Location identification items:
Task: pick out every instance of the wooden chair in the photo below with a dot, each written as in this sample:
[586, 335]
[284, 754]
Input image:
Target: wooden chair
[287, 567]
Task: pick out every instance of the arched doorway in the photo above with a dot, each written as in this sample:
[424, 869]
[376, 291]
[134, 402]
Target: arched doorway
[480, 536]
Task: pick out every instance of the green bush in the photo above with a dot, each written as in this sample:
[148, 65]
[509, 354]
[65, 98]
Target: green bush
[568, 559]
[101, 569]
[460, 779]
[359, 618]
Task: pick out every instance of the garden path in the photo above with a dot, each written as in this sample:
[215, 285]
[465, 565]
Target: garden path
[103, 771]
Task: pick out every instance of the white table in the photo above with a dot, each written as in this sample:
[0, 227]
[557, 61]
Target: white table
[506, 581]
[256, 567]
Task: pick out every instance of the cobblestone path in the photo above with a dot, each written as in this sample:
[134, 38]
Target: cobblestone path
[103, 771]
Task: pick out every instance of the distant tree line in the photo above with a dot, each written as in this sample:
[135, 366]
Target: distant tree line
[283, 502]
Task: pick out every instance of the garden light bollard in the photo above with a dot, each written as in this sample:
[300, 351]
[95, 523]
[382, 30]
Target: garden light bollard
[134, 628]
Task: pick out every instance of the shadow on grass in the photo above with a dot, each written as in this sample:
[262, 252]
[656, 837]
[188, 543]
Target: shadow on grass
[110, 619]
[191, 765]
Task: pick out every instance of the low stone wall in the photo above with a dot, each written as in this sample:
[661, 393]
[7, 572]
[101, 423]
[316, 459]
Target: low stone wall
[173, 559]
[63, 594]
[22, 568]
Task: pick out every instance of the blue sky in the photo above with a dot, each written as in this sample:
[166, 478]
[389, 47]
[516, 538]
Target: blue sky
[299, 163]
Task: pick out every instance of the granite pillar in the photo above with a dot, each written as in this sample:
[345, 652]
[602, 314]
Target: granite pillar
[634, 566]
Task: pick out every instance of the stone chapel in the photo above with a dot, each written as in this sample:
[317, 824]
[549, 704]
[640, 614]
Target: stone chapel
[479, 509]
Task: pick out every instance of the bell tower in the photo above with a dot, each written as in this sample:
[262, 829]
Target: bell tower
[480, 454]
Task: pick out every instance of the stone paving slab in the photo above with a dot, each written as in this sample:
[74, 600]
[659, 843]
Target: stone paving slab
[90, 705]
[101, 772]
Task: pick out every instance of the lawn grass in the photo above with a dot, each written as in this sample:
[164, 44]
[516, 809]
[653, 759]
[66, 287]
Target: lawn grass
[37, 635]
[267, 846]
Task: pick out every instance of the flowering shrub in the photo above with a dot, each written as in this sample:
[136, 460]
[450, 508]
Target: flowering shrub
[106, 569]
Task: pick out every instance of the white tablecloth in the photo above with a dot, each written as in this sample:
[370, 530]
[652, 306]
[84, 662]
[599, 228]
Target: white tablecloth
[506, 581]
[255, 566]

■ PROBLEM TO WORK ON
Carry over the data starting at the line that contains "Task: pick out every instance of the granite" and running through the end of the data, both ends included. Rewrite every line in that stretch, adding 109 to each number in the answer coordinates and leaving the sample coordinates unchanged.

■ ANSWER TO THIS EXERCISE
Task: pick out every instance of the granite pillar in the photo above with a dot, each written as in this sample:
[345, 652]
[602, 314]
Target: granite pillar
[743, 675]
Task: pick out every instance of the stone chapel in the photo above with a dot, each written as in this sample:
[317, 824]
[549, 704]
[640, 614]
Target: stone chapel
[588, 618]
Task: pick out every instance of the bell tower in the photo above with a dot, each written as in this sample:
[262, 829]
Target: bell tower
[589, 563]
Task: pick out every instance of the stone paving slab in the photo above with a dot, each written as in this sample:
[74, 600]
[659, 843]
Target: stone paving slab
[199, 814]
[210, 881]
Task: pick out every instance of the lawn grass in the photo above with a dot, each written as in this sample:
[164, 44]
[516, 809]
[653, 759]
[66, 287]
Target: lawn grass
[146, 744]
[376, 955]
Task: pick out every instance of the flowering shrub in the photo above with a dot, each written as in this sample:
[136, 460]
[450, 508]
Target: flowering shrub
[215, 678]
Task: pick out every instance of the white tablecloth in the photo above with a dot, each written as in this sample:
[370, 530]
[652, 306]
[84, 662]
[599, 228]
Target: white tablecloth
[615, 690]
[364, 675]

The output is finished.